Print the records below word for word, leaving out the pictures.

─── Input material ───

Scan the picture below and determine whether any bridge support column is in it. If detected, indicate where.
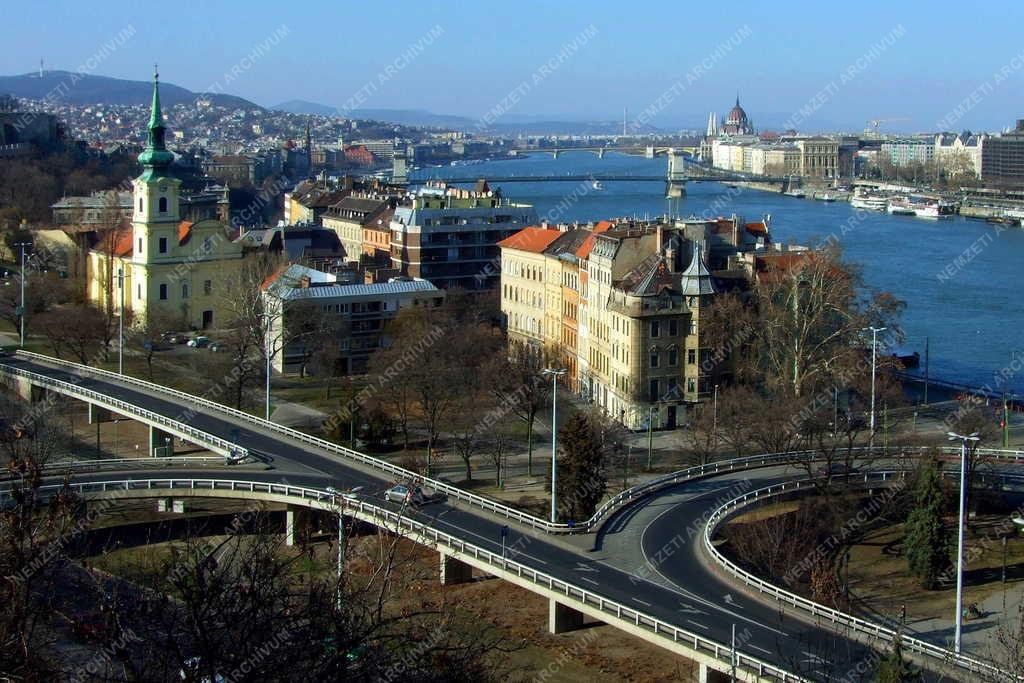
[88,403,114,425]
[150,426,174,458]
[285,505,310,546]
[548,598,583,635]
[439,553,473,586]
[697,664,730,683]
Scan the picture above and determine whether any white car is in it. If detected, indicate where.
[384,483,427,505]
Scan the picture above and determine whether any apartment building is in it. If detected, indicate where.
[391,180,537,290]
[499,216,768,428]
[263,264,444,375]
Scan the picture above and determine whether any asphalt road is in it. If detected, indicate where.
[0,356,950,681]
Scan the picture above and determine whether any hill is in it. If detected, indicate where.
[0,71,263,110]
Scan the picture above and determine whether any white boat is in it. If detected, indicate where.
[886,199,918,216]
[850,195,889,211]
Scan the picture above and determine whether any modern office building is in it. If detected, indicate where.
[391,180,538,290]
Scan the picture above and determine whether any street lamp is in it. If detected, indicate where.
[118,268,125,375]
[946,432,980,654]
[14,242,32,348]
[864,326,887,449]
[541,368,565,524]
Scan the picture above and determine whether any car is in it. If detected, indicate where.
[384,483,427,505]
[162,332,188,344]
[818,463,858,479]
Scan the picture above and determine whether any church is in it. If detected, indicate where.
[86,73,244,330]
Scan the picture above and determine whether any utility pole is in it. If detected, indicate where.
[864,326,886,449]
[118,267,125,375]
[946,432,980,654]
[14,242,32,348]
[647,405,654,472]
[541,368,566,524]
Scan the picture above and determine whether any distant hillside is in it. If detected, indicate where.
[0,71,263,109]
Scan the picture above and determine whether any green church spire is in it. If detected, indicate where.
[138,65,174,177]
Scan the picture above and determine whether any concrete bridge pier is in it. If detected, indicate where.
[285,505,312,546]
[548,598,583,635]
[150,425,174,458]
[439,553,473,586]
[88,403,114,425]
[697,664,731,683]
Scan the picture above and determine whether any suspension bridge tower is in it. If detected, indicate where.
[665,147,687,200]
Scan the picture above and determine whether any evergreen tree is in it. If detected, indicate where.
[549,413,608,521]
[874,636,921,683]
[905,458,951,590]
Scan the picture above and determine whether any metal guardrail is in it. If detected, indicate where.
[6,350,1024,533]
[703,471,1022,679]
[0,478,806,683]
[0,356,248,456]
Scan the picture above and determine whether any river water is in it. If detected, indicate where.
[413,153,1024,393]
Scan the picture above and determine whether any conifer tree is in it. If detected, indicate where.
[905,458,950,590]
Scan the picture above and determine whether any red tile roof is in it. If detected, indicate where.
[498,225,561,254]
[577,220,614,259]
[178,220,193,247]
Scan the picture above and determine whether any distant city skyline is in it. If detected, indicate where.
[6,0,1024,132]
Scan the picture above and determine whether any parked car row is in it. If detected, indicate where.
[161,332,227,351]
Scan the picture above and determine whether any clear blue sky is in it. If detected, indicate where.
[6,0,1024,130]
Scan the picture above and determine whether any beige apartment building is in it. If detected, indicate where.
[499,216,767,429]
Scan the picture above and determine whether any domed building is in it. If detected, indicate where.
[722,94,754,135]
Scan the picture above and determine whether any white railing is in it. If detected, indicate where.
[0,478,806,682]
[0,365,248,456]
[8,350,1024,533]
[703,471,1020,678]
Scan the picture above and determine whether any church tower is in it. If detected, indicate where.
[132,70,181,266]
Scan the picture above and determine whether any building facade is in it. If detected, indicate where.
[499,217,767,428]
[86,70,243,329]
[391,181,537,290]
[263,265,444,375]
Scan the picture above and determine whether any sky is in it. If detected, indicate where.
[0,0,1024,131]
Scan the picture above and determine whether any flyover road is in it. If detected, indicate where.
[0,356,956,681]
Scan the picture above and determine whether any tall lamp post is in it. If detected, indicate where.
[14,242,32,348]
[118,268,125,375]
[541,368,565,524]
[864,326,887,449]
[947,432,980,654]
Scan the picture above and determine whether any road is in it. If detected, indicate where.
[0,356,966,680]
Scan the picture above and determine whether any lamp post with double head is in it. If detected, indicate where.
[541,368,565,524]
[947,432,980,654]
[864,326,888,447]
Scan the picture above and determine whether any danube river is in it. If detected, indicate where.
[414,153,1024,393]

───

Written reply:
Scan the picture below and determine whether any bridge support column is in it. If detected, indicate where.
[88,403,114,425]
[150,426,174,458]
[285,505,310,546]
[548,598,583,635]
[439,553,473,586]
[697,664,730,683]
Scan the picture above and determine whether any white car is in it. If detected, indicate where.
[384,483,427,505]
Scan the picture above and determine whether any apartment building is in it. If detected, indicate where.
[391,180,537,290]
[499,216,768,428]
[263,264,444,375]
Scan the picture above and determine whether any asphalt road is in it. If detected, indicate where.
[0,356,950,681]
Scan the picture above and determine whether any hill is in it. If detected, indicate where.
[0,71,263,110]
Scan the picture above and determine whether any white boat is in it. If detected, indicate where.
[886,199,918,216]
[850,195,889,211]
Scan the picture above and determine whether any modern office building is in it. If detected, indicate where.
[391,180,538,290]
Scan the picture above and determine whether any street lamp is in it. If detected, indicate where.
[118,268,125,375]
[946,432,980,654]
[14,242,32,348]
[864,326,887,449]
[541,368,565,524]
Scan the picture above and determine whether any car is in it. If detected, indicate where.
[384,483,427,505]
[162,332,188,344]
[818,463,858,479]
Scan the picture above and determine whether any church is in it. If detected, indicate where.
[86,73,244,330]
Scan the picture above and determine whether any utility pole is in it. If detected, indicate where.
[864,326,886,449]
[118,267,125,375]
[946,432,980,654]
[14,242,32,348]
[647,405,654,472]
[541,368,566,524]
Scan the picture above and determine whether any distant hillside is in it. If detected, indicate where.
[0,71,263,109]
Scan the picture above and determine whether any green church spire is in it. If detected, indicate where.
[138,65,174,177]
Scan the picture above and determine whether any concrete bridge pier is in it. If detected, indicate where.
[285,505,312,546]
[548,598,583,635]
[150,425,174,458]
[439,553,473,586]
[88,403,114,425]
[697,664,731,683]
Scan the picture above and determine whether any suspension bridge tower is in it. If detected, indicate where.
[665,147,687,200]
Scan the picture above and determine whether any evergreen tree is in it. If detected, indicate where.
[549,413,608,521]
[874,636,921,683]
[905,458,951,590]
Scan the picture above and determine whether any metal guardrail is in it. If detected, indicate where.
[6,350,1024,533]
[703,471,1022,679]
[0,478,806,683]
[0,356,248,456]
Scan the picture above and determine whether any river water is in it. If detected, indicate where.
[413,153,1024,393]
Scan the picture above and determine whether any conifer tree is in it. If detected, indicate where.
[905,458,950,590]
Scan the picture above and determine whether any red tile roof is in it. If detected, indicate where.
[498,225,561,254]
[577,220,614,259]
[178,220,193,247]
Scan the picture above and determine whether any distant city skyline is in it. If detected, indicate where.
[6,0,1024,132]
Scan the picture above and determine whether any parked car row is in it. If detected, indicate where.
[161,332,227,351]
Scan the picture above and determine whether any clear blue sky is in it. If detected, indicate where.
[6,0,1024,130]
Scan the picture above and determine whether any beige apartment building is in it. If detected, indicate where.
[499,216,767,429]
Scan the picture above and determine whether any domed building is in it. If detected, indicate where.
[722,94,754,135]
Scan the picture above and determine whether any white railing is in it. If detected, indicate where.
[0,478,806,682]
[0,365,248,456]
[8,350,1024,533]
[703,471,1020,678]
Scan the picture above and determine whether any church tower is in it. If detected, indicate where.
[132,70,181,266]
Scan the picture above and determine whether any building facade is in it. If detected, indicate where.
[499,217,767,428]
[86,70,243,329]
[391,181,537,290]
[263,265,444,375]
Scan the picture above and determine whether any sky is in it. If detected, indicate where.
[0,0,1024,131]
Scan the picture above and determine whether any flyover road is in it. If detected, indicate where.
[0,356,956,681]
Scan the picture above and determine whether any tall lamp post is in it. If detected, indicate where.
[14,242,32,348]
[118,268,125,375]
[541,368,565,524]
[864,326,887,449]
[947,432,980,654]
Scan the picture above and determine whether any road is in it. If detected, indicate where.
[0,356,966,680]
Scan the picture above and determine whether any lamp post with double head is in it. If detected, indicate where.
[541,368,565,524]
[947,432,980,654]
[864,326,888,447]
Scan the picture above and determine whether any danube river is in it. If detected, indicate where.
[414,153,1024,393]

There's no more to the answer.